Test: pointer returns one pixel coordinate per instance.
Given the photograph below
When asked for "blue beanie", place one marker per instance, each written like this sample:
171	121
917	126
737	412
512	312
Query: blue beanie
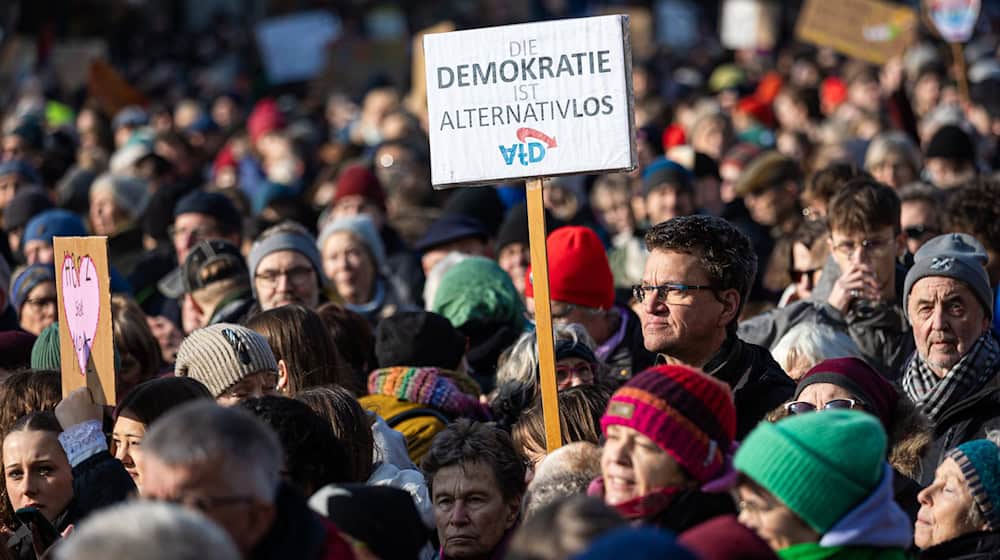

§ **Your task**
Reproduce the material with "blue beanie" substituted by "red beanie" wherever it occurs, changing nothing else, and omit the pictures.

§ **Final answer**
Test: pointer returns one pixel coordinate per instance.
Given the photograph below
When asked for "red beanie", place one marker per instance, each written like this sample:
171	121
917	126
737	412
512	312
Query: red beanie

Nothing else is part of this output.